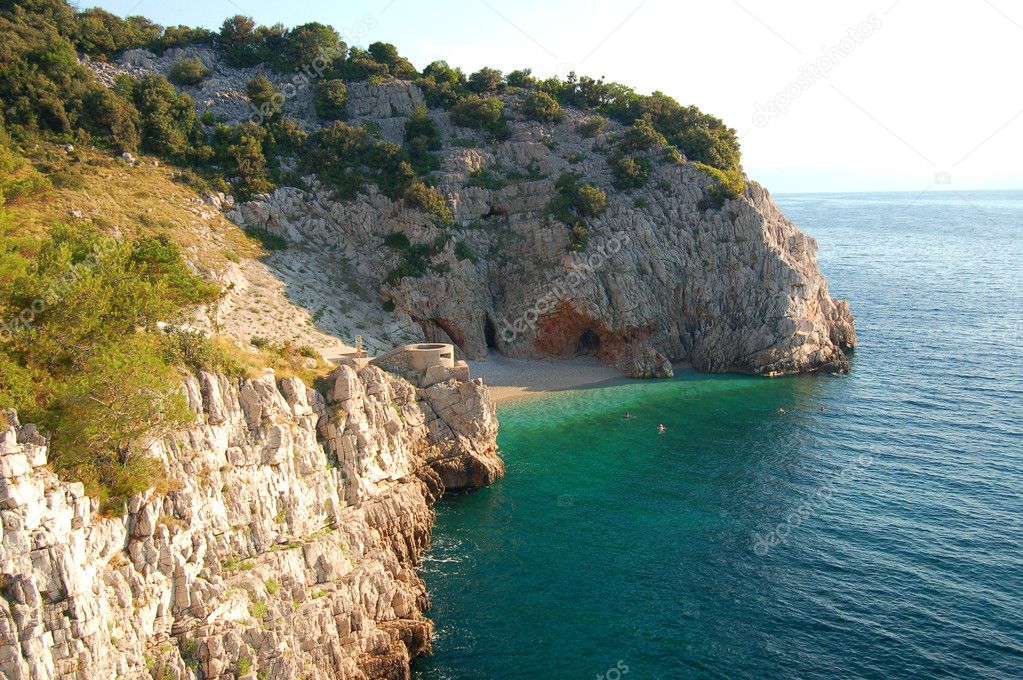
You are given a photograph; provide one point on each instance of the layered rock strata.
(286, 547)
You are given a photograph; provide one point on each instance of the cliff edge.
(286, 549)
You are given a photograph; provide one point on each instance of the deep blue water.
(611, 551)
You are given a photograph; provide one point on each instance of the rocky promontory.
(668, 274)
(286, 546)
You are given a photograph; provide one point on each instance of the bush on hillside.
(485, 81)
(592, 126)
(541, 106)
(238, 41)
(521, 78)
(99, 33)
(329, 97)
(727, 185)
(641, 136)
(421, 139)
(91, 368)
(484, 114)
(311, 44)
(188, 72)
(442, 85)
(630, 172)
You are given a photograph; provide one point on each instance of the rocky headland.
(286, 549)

=== Task ===
Taking the line with "the rocky promontory." as the start and the last line of the data above as the end, write out those two lines and every line between them exactly, and only those.

=== Worked solution ===
You are given a photograph; provide one point on each instance of the rocky promontory.
(668, 274)
(286, 546)
You are given a photograph; provide one point on each instance of the bush on hillside.
(485, 81)
(592, 126)
(541, 106)
(238, 41)
(521, 78)
(99, 33)
(329, 97)
(727, 185)
(641, 136)
(421, 139)
(91, 368)
(484, 114)
(311, 44)
(188, 72)
(442, 85)
(630, 172)
You are given a photograph; provide one point on each instance of the rocky headland.
(286, 549)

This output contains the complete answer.